# What this task involves
Without changing a character, output all of the records.

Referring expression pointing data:
[Start of section]

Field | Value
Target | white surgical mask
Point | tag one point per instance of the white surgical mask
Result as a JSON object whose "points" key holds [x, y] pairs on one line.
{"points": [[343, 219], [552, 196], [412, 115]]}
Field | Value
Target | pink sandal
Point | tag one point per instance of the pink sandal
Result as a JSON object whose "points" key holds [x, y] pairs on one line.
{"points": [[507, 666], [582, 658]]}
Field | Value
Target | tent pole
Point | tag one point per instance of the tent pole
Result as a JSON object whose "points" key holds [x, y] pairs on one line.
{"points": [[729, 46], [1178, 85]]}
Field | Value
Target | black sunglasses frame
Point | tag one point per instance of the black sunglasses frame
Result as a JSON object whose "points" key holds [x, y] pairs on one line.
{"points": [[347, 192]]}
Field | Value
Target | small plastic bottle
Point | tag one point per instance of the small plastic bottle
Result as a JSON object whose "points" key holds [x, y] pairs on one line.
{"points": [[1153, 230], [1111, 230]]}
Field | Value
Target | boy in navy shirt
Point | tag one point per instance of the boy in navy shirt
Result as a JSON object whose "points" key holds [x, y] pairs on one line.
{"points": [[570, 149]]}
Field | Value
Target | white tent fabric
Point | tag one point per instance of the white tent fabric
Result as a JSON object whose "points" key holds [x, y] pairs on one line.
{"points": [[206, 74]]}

[End of section]

# Reply
Field | Value
Target | white surgical mask
Point | tag one point per instance of the white surgical mask
Result as a JSON object whose "points" key holds [x, y] pairs on one line.
{"points": [[343, 219], [552, 196], [412, 115]]}
Field | Value
Target | pink sandal
Point | tag one point per instance of the pink sandal
Result as a JSON object whose "points" key holds [x, y] pairs on one line.
{"points": [[507, 666], [582, 658]]}
Field | Value
Target | tent pole
Point | tag one point per instance of the tent pole
Result as a JSON object whose "points" key holds [x, y] pairs on one line.
{"points": [[729, 46], [1178, 85]]}
Field | Value
Target | black sunglasses frame
Point | tag one point per instance of the black sunglasses frame
Result as a JSON object whose "points" key holds [x, y] pairs on one line.
{"points": [[347, 192]]}
Field | Value
Target | small plastic bottle
Point | tag one point per instance of the small plastic bottle
Result as a JSON object whose "points" key holds [x, y] pairs on one line.
{"points": [[1153, 230], [1111, 230]]}
Field | Value
Target | boy in navy shirt
Point | tag one point per instance of the boy in navy shirt
Result as a JSON object whose "points" key holds [x, y] pairs on one line.
{"points": [[570, 149]]}
Field | Value
Target | white tent fabric
Point | tag one point per instance of the white tent fabric
Result as a JSON object whose "points" key holds [x, y] pairs on one line.
{"points": [[206, 74]]}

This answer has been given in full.